- STUDY TEXT:
Two news items came to my attention this week. One is that Sir Keith Starmer has authorised a £370k (Telegraph) or £500k (Daily Mail) pay-out to the party’s “antisemitism whistle-blowers”, the other that Jeremy Corbyn faces legal action after criticising those pay-outs.

With regard to the first, this piece from the Jacobin notes that:

It is objectively impossible for anyone to believe that the Labour Party merits investigation for racism, yet the Tories do not. Instead of defending the rights of ethnic minorities, the EHRC is functioning as a protective shield for racism in high places.

Disgraceful as this may be, it’s not difficult to understand why it should be the case. The EHRC does not exist in a vacuum. Most of Britain’s media outlets support the Conservative Party, and even the ones that don’t were bitterly hostile to Jeremy Corbyn.

If the EHRC announced an investigation into the Tories, it would be setting itself up for relentless flak from the Tory press. It faced no such backlash when it put Labour in the spotlight.

- PROVIDED DATA:
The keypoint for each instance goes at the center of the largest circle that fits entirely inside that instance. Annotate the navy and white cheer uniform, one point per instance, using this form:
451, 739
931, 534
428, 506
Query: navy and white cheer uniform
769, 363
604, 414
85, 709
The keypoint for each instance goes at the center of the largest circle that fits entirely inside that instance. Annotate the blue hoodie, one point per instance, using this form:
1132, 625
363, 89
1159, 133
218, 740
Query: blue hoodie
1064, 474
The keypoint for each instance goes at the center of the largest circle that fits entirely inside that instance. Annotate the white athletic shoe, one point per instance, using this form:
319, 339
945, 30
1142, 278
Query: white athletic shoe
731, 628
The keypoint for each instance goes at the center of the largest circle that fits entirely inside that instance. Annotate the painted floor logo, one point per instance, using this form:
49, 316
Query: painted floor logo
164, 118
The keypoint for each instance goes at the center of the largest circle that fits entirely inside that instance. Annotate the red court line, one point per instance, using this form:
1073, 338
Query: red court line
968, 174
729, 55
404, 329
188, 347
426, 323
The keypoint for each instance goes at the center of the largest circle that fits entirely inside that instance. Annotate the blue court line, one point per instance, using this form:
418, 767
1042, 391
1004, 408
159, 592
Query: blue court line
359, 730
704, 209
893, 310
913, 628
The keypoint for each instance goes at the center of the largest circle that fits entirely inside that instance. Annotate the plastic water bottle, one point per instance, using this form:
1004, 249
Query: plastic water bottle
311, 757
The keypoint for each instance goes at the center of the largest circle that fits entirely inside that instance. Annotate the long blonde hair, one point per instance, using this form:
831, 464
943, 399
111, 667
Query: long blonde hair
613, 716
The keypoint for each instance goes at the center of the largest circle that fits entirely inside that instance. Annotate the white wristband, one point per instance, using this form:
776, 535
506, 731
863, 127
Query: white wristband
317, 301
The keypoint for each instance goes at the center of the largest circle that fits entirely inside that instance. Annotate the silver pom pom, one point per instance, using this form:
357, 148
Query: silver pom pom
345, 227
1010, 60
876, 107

- YOUR TASK:
In the text on the Labour Party pay-outs, what does the EHRC function as instead of defending the rights of ethnic minorities?

- SOLUTION TO THIS PROBLEM:
A protective shield for racism in high places.